EXTRAIT CITÉ:
○ ○ ○ ○ ○

Coupes budgétaires : Un choix politique et non une fatalité

Les ministres de gouvernements et les leaders de nombreux pays développés ont affirmé que leurs systèmes de protection sociale étaient « trop onéreux » et « non viables » et que les coupes budgétaires dans les programmes de sécurité sociale relevaient d’une nécessité en temps de crise.

Cependant, les militants contre la pauvreté et les chercheurs soutiennent que ce n’est pas le cas.

« Les gouvernements, sous la pression des marchés financiers et des institutions financières internationales, se servent de la crise pour saper les protections sociales acquises de dure lutte, telles l’éducation et les soins de santé », a déclaré Owen Espley, militant principal chargé de la justice économique auprès de l’organisation caritative anti-pauvreté War On Want (WOW).

« Il s’agit d’un choix politique et non d’une fatalité. Des plans de sauvetage aux allègements fiscaux, le coût du capitalisme international non régulé est répercuté sur les plus pauvres et les plus vulnérables, alors que les riches prospèrent. »

« Pendant que les plus vulnérables trinquent, les bénéfices des grosses sociétés ne cessent de croître. »

Michelle Maher, représentante de la pétition WOW contre les coupes sociales a critiqué le gouvernement britannique pour son refus de procéder à une évaluation de l’impact « des nombreuses restrictions budgétaires imposées aux malades, aux handicapés et aux aides soignantes ».

« L’approche qu’il a choisie consiste à restreindre les aides en matière de sécurité sociale sous prétexte d’austérité tout en remplissant un objectif idéologique », a déclaré Michelle Maher à Equal Times.

○ ○ ○ ○ ○

EXERCICES PROPOSÉS:
1 - D'après l'article sur les coupes budgétaires, que reproche Michelle Maher au gouvernement britannique ?
2 - Poursuivez l'article sur les coupes budgétaires à la suite de sa dernière phrase.
Les entrées ci-dessous n'ont aucun lien avec l'article sur les coupes budgétaires.

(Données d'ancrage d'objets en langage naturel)
○ ○ ○ ○ ○

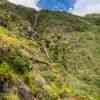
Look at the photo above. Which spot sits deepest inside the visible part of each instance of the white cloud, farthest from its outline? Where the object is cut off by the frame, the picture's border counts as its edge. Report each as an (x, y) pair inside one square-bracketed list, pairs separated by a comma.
[(26, 3), (83, 7)]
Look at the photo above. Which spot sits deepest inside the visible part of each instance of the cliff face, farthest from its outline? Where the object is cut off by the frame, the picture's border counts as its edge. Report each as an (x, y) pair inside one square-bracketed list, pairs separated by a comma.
[(48, 55)]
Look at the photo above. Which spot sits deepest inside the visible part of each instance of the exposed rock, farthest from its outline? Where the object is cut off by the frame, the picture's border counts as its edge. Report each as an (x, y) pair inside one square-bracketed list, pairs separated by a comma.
[(24, 92)]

○ ○ ○ ○ ○

RÉPONSES ATTENDUES:
1 - Elle lui reproche de refuser de procéder à une évaluation de l'impact des nombreuses restrictions budgétaires imposées aux malades, aux handicapés et aux aides soignantes.

2 -
Le rapport montre aussi que pendant que les pays développés revoyaient à la baisse leur sécurité sociale, beaucoup de pays à moyens et à faibles revenus ont étendu leurs programmes de sécurité sociale.

D’après Carolin Vollmann, l’expansion des régimes de sécurité sociale dans des pays comme la Thaïlande, l’Inde, la Chine, l’Uruguay, le Ghana et le Vietnam « est source d’espoir et prouve que la protection sociale n’est pas un privilège coûteux des pays à hauts revenus ».

« Elle est réalisable à une échelle plus réduite et a contribué à rehausser la qualité, à réduire les indices de pauvreté, de même qu’à promouvoir une croissance plus stable dans beaucoup de ces pays. »

« Quand bien même ces programmes ne sont pas suffisants dans l’immédiat et les capacités en matière de gestion devront être développées plus avant, ce ne sont là que des problèmes initiaux qui seront rapidement surmontés. »

Sandra Polanski a affirmé : « La protection sociale est à la portée de la société moderne. En faire une réalité n’est que question de volonté politique. »

Selon le professeur Hartley Dean de la faculté de politique sociale à la London School of Economics, « il s’agit moins d’un manque de volonté politique que d’une réticence idéologique au niveau de la communauté internationale ».

« L’OIT a défendu le rôle de la sécurité sociale depuis sa création en 1919, cependant que la Banque mondiale et l’Organisation mondiale du commerce, pour ne citer qu’elles, sont largement influencées par ce qui est désormais connu comme le « Consensus de Washington », qui prône le libre-échange et une protection sociale minimale pour les pauvres », a-t-il indiqué.

Et Carolin Vollmann d’ajouter : « Des organisations comme le Fonds monétaire international et la Banque mondiale continuent de promouvoir l’approche néolibérale des filets sociaux, qui ne favorise pas les droits et a conduit à l’affaiblissement et la privatisation des caisses de retraite publiques et autres programmes de sécurité sociale aux quatre coins du globe. Cela doit cesser. »

« Nous devons faire en sorte que les objectifs convenus à l’échelon international soient traduits sous forme de mesures concrètes. »

Quant au type de mesures requises, le professeur Dean a signalé qu’il existait « différentes propositions pour le financement d’une sorte de fonds international de sécurité sociale : La taxe Tobin ; un fonds de dividendes global ; un prélèvement mondial à des fins humanitaires. D’autres idées encore sont centrées plus spécifiquement sur la création de programmes de revenu de base.»